*** Opening of Text under study ***

In November last year, we shared the story of Mei Mei, a Malaysian mother from Kota Kinabalu whose son was born in Korea to a Korean father. Her son has recently received his rightful Malaysian citizenship.
The 11-year citizenship battle that began on 2011 has finally ended last month, when he received his citizenship certificate in Putrajaya.
When asked, Mei Mei said she felt as is a load has been lifted upon receiving the notification email that her son’s citizenship under Articles 14(1)(b) dan (1)(c) of the Federal Constitution has been approved on 21st of April 2022.
“I was so excited, and I was jumping up and down as I was telling the good news to my son, family and friends!” said Mei Mei.
The family then travelled to Putrajaya to receive the citizenship certificate on 26 April 2022.
“Juwon (Mei Mei’s son) was born in Korea but he has lived in Sabah since 2011 and loves everything about Malaysia. Finally, he has access to same rights as other Malaysian children, especially in medical and education,” according to Mei Mei.
Mei Mei had almost given up hope as she had earlier emailed and called several times to find out the status of her son’s citizenship application, to no avail. She had plenty to be worried about if her son continued to be considered a foreigner by the Malaysian government.
Prior to this, Juwon had been largely home-schooled as Mei Mei and her husband was worried that they would be imposed with higher school fees as a non-citizen. She also constantly worried about massive medical costs, should her son ever get into a serious accident or have a serious illness that requires intensive care. This is because non-citizens are charged high fees at government hospitals, while Malaysians pay a heavily subsidised fee.
As a fully-fledged Malaysian citizen, Juwon will finally be able to apply for a Malaysian identity card and passport, and receive all the priveleges due to him as a citizen. The citizenship application approval could not come at a better time, as Juwon will be turning 12 years of age this year and due to attend secondary school next year.
Having this citizenship also means that Mei Mei and Juwon will no longer need to return to the Immigration office every six months to renew his social visit pass – the Visa Anak Kepada Warganegara, or a visa for a child to a citizen. The pass costs them RM120 each visit and involves the submission of extensive paperwork and long waits, which was made worse during the COVID-19 pandemic.
Looking back at this journey, Mei Mei says that had she known what she does today. she would definitely have chosen to either give birth at Malaysia or register the baby at the embassy of Malaysia at South Korea without any delay, regardless of what she was told otherwise.
She is grateful to Family Frontiers Malaysia for their guidance, help and support for mothers to fight for the right for their children to get Malaysian citizenship.
Meanwhile, the fight for Malaysian mothers to pass on their citizenship to their children continues.
The Malaysian government has not yet dropped their appeal against the High Court’s decision to allow mothers to confer citizenship to overseas-born children. The Court of Appeal will provide their decision on June 22.
As to date, the government had gone to court 7 times to stop Malaysian women married to foreign spouses from conferring Malaysian citizenship to their overseas-born children.

*** Close of Text under study ***

Instructions to follow
According to the article on Juwon's citizenship, on what date did the family receive the citizenship certificate in Putrajaya? You won't need the entries.

*** Opening of Supplied data ***

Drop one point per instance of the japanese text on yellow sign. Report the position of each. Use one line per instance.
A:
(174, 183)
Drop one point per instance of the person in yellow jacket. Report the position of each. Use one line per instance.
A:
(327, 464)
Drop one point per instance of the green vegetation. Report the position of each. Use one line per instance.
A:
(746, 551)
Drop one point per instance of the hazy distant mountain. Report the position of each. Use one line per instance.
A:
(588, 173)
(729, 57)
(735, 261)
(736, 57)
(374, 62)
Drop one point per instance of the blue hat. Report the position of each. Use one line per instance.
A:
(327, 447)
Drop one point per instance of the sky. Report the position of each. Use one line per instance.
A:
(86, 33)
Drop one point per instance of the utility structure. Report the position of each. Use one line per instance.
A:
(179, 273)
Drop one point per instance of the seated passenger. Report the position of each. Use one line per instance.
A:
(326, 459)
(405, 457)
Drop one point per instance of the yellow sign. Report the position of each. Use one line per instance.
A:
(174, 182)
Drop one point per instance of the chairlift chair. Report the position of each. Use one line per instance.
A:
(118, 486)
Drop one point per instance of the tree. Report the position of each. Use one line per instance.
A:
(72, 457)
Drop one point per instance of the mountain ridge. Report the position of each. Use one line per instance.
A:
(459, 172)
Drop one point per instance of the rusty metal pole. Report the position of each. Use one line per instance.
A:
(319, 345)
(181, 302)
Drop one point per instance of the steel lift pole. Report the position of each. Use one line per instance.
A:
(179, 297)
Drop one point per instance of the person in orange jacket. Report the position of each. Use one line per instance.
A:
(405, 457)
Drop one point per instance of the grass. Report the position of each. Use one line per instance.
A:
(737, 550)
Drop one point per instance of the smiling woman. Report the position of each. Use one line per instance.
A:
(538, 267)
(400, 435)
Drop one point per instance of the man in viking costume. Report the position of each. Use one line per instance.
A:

*** Close of Supplied data ***

Your solution
26 April 2022